START Text under study

|labia in a jar|
The newspaper article introducing this new program includes the above photo of Frances Marques holding up a keepsake in a jar - her severed labia bathed in pickling juice, taking on a life of its own. 'It looks better in the jar,' she says, 'rather than hanging down there.' In spite of all the parts this bashful woman had redone ('from here to my camel toe') in order to keep her husband, he still left her for a younger woman. Perhaps he tired of seeing her flabby labby on the dressing table.
Also 'starring' on the show is Veronica Matlock, who calls her husband 'The Vagina Man.' He's a real hoot. As part of his charm, he concedes 'I don't recognize people by their faces.' I've always been puzzled by men who specialize in women's vaginas.
Also featured is Dayna Devon, a former Extra! presenter who is filmed on the show getting botox injections. At the age of 40 she says that she's reached her 'shelflife' and as she'd like to keep working for a few more years in the biz, she feels the need for plastic surgery.

END Text under study

-- Task set --
(A) Decide whether each statement agrees with the post about the surgery show, and back each yes or no with the deciding words quoted from it: (i) Dayna Devon once presented Extra!; (ii) Veronica Matlock refers to her husband as "The Vagina Man"; (iii) Frances Marques kept her husband after her surgery.
(B) Please print the passage of the post about the surgery show from "Also 'starring' on" up to and including "for plastic surgery.".
(C) Proceed with the post about the surgery show, writing on from its last sentence.

START Records

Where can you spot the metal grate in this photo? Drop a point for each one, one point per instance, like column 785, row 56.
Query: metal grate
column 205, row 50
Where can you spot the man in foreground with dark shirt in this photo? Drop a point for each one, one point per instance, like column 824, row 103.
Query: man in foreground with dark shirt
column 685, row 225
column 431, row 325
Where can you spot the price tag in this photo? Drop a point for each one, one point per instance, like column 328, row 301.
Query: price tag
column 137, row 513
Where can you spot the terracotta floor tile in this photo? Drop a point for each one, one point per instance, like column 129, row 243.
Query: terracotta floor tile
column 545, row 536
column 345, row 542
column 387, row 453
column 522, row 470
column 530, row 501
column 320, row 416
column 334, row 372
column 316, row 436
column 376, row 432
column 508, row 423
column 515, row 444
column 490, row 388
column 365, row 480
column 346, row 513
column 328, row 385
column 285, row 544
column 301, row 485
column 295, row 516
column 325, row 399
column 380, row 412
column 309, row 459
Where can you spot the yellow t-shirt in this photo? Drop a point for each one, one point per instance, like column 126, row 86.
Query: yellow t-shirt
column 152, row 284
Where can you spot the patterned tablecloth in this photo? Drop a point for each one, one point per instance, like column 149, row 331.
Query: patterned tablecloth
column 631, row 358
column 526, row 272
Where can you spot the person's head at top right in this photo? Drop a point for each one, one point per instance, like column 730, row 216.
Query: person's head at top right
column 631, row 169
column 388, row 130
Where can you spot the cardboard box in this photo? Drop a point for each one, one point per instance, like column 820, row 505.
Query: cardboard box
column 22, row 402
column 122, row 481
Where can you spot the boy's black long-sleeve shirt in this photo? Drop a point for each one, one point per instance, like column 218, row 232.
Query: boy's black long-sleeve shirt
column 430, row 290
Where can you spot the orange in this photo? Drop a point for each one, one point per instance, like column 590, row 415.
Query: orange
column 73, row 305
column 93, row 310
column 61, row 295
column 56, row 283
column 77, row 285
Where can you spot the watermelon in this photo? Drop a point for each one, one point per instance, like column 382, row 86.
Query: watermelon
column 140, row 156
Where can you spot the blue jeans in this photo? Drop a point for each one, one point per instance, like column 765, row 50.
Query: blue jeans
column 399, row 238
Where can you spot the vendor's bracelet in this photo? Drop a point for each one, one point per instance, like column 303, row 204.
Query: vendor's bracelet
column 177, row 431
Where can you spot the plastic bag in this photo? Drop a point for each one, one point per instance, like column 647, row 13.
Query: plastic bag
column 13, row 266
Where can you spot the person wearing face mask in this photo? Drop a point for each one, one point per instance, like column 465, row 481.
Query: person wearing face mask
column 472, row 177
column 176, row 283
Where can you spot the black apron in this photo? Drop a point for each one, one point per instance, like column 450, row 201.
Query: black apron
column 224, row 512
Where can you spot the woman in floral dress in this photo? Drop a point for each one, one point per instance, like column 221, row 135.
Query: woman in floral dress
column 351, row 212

END Records

-- Your responses --
(A)
(i) Yes: "a former Extra! presenter"
(ii) Yes: "who calls her husband 'The Vagina Man.'"
(iii) No: "he still left her for a younger woman"

(B)
Also 'starring' on the show is Veronica Matlock, who calls her husband 'The Vagina Man.' He's a real hoot. As part of his charm, he concedes 'I don't recognize people by their faces.' I've always been puzzled by men who specialize in women's vaginas.
Also featured is Dayna Devon, a former Extra! presenter who is filmed on the show getting botox injections. At the age of 40 she says that she's reached her 'shelflife' and as she'd like to keep working for a few more years in the biz, she feels the need for plastic surgery.

(C)
A lot of this show takes place in the operating rooms of their husbands, so if you're squeamish about needles and labia majoras, this isn't for you. Even the most reality hardened t.v. viewer might find it hard to stomach. It's plastic surgery pornography in its inception as I'm sure there will be more shows of this ilk on their way. This show is so bad it will make Keeping Up With The Kardashians look like Masterpiece Theatre.
At one time in Hollywood, no one would admit to having had any work done. Now, it's as normal as buying a Buick Sierra. Washed-up television stars will do absolutely anything to renew their former five minutes of fame.